TASKS TO CARRY OUT:
A) List every variable name that receives a value through `=` in the R notebook excerpt.
B) In the R notebook excerpt, what separator is passed to `read.csv` when the trace files are loaded?
C) Carry on the R notebook excerpt from the point where it stops.
— BEGIN PASSAGE —
As usual, we start doing some magic to load R scripts.
In [1]:
%load_ext rmagic
In [2]:
%%R
dir = "19-05-2014"
options(stringsAsFactors=F)
mycon = gzcon(gzfile(paste(dir, "buggy_traces.csv.gz", sep="/"), open="r"))
buggy_program_events = read.csv(textConnection(readLines(mycon)), sep="\t", header = F)
mycon = gzcon(gzfile(paste(dir, "robust_traces.csv.gz", sep="/"), open="r"))
robust_program_events = read.csv(textConnection(readLines(mycon)), sep="\t", header = F)
print(nrow(robust_program_events))
print(nrow(buggy_program_events))
programs = c(levels(buggy_program_events[,1]),levels(robust_program_events[,1]))
— END PASSAGE —
— BEGIN DATASET EXTRACT —
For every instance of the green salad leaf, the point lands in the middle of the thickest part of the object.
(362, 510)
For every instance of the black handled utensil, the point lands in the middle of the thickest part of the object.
— END DATASET EXTRACT —
TASK ANSWERS:
A)
- dir
- mycon
- buggy_program_events
- robust_program_events
- programs

B) A tab character (`sep="\t"`).

C)
cats = factor(c(robust_program_events[,4], buggy_program_events[,4]), levels = c("R","B"))
#write.csv(programs,paste(dir,"programs.csv", sep="/"))
TODO: Add an explanation about program traces as documents.
Now, we load the tm package and create the corpuses from the "documents".
In [3]:
%%R
library(tm)
mut_corpus = Corpus(VectorSource(c(robust_program_events[,2],buggy_program_events[,2])))
evs_corpus = Corpus(VectorSource(c(robust_program_events[,3],buggy_program_events[,3])))
print(mut_corpus)
print(evs_corpus)
Now, it is time to create the document matrixes, and convert them to data frames adding its correspondent classes. The function "inspect" to convert the document term matrix into a data frame prints some information that we don't care, so we discard printed messages in this step.
In [4]:
%%R
#library("RWeka")
#options(mc.cores=1)
mut_dm = DocumentTermMatrix(mut_corpus)
sink("/dev/null")
mut_dm_df = as.data.frame(inspect(mut_dm))
rownames(mut_dm_df) = 1:nrow(mut_dm)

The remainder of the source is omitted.